EXERCISE OBJECTIVE:
Copy the rows below verbatim, from the line containing "Definition for annotators: for every instance of the car" through the line containing "[[458, 98]]", and give only those lines.

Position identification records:

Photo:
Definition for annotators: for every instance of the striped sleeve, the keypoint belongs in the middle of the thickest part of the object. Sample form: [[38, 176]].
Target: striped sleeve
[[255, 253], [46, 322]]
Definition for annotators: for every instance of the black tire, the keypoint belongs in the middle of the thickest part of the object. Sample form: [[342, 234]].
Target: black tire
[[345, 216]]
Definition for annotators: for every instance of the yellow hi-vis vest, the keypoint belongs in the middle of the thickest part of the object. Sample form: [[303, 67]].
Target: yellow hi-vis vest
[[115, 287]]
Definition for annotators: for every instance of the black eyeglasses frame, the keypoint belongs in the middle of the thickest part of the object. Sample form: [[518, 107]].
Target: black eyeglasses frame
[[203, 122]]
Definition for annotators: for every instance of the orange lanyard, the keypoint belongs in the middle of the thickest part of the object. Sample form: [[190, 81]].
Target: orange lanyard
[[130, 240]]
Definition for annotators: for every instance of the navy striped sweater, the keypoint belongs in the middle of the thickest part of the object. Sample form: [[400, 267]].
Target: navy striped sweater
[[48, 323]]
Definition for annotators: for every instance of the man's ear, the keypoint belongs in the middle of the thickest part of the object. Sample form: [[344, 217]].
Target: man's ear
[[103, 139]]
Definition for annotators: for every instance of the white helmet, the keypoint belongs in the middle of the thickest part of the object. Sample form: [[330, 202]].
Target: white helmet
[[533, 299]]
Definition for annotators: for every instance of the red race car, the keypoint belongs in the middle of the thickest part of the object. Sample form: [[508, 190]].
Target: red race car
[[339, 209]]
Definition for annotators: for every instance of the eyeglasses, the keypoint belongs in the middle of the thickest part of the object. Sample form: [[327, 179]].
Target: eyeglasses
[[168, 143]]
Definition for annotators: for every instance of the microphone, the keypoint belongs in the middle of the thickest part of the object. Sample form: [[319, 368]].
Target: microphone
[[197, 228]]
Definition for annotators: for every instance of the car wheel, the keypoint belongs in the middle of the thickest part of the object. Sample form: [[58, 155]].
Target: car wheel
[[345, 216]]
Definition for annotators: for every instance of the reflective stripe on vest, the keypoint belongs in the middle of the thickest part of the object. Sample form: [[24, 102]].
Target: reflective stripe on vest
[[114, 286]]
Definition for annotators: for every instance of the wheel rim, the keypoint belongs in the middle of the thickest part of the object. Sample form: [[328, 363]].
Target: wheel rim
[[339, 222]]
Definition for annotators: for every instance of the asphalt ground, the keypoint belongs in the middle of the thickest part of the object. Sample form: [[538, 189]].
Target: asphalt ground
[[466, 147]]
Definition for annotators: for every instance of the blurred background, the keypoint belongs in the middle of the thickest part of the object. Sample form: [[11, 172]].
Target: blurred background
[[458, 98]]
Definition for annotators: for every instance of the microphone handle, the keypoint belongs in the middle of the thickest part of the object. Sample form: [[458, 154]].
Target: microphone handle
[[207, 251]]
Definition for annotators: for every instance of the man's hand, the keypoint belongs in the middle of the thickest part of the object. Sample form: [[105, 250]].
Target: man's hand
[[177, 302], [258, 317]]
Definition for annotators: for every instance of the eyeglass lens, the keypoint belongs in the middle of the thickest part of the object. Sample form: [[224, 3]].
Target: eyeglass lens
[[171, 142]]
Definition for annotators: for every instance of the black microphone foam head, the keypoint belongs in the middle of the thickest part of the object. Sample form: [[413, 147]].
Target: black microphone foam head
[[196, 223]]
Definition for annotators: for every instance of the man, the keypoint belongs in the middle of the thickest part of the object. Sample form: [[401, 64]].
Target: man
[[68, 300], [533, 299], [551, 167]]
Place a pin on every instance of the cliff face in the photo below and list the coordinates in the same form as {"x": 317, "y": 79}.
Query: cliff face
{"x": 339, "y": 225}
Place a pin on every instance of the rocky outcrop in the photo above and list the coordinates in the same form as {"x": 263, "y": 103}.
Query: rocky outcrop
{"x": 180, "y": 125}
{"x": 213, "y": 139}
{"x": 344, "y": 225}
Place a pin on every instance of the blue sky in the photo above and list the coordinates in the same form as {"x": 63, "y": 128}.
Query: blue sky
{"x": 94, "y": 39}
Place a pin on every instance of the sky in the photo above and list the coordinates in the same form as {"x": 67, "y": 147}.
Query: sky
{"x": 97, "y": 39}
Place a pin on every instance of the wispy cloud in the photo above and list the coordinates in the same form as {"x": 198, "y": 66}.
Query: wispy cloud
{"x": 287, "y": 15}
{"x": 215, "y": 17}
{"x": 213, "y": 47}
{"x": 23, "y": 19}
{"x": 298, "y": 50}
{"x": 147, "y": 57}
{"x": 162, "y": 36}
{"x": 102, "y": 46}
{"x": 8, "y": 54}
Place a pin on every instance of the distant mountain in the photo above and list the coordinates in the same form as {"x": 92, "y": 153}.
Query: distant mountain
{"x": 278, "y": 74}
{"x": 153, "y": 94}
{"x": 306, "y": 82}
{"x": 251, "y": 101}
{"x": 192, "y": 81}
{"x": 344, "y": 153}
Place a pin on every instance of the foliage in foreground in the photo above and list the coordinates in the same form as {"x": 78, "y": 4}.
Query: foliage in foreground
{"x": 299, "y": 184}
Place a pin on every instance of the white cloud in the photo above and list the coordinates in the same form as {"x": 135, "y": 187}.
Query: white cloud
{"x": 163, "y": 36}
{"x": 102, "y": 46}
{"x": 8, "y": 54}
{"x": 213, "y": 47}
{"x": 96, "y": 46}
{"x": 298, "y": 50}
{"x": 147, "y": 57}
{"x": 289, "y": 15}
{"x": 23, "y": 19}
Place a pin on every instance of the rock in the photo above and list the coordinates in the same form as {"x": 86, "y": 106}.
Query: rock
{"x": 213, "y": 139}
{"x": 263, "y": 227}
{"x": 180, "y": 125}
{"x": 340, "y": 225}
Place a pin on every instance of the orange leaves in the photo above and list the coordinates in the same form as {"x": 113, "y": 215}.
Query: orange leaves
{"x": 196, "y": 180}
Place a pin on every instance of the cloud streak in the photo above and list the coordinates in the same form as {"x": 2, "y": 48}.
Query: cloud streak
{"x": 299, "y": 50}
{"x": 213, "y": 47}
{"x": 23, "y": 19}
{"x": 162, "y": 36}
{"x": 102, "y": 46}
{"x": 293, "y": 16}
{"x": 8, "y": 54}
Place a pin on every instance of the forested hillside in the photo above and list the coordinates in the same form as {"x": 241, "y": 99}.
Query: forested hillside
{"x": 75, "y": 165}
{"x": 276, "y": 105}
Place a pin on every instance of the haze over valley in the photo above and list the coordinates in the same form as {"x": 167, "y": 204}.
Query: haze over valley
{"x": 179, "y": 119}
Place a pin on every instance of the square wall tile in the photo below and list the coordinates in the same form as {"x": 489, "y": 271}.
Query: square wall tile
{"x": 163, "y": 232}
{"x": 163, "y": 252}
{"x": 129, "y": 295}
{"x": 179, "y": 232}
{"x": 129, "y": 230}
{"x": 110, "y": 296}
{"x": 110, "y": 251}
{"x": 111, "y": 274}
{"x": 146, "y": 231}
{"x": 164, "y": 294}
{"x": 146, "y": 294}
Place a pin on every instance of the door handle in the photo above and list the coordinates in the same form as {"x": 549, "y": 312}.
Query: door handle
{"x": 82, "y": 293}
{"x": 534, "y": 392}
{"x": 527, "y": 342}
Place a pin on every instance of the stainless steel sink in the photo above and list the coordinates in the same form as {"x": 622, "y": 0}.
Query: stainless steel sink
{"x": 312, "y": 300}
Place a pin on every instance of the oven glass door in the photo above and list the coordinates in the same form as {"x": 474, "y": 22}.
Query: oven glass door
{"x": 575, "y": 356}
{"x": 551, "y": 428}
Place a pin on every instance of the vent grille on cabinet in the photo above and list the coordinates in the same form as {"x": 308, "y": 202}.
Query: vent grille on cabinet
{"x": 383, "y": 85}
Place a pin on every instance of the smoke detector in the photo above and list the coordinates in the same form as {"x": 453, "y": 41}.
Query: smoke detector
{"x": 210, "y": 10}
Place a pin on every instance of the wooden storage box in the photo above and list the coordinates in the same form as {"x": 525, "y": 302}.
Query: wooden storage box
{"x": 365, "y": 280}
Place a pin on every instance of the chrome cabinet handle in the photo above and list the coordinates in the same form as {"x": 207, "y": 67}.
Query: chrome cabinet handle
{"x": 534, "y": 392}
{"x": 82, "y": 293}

RESULT:
Definition for annotators: for every instance of the car wheel, the keypoint belongs in the middle of the thickest part of the object. Sample form: [[58, 155]].
Target: car wheel
[[345, 216]]
Definition for annotators: for every instance of the reflective stripe on vest, the keypoint belongs in the middle of the thickest part of the object. Sample form: [[24, 102]].
Target: reflective stripe on vest
[[114, 286]]
Definition for annotators: for every instance of the wheel rim, the keypoint belongs in the middle of the thickest part of the object. Sample form: [[328, 363]].
Target: wheel rim
[[339, 222]]
Definition for annotators: for every instance of the asphalt ground, the keypoint belongs in the middle of the thickest part of the object. Sample form: [[538, 189]].
Target: asphalt ground
[[466, 147]]
Definition for annotators: for every instance of the blurred background, the keypoint belongs in the middle of the thickest part of the object. Sample form: [[11, 172]].
Target: blurred background
[[458, 98]]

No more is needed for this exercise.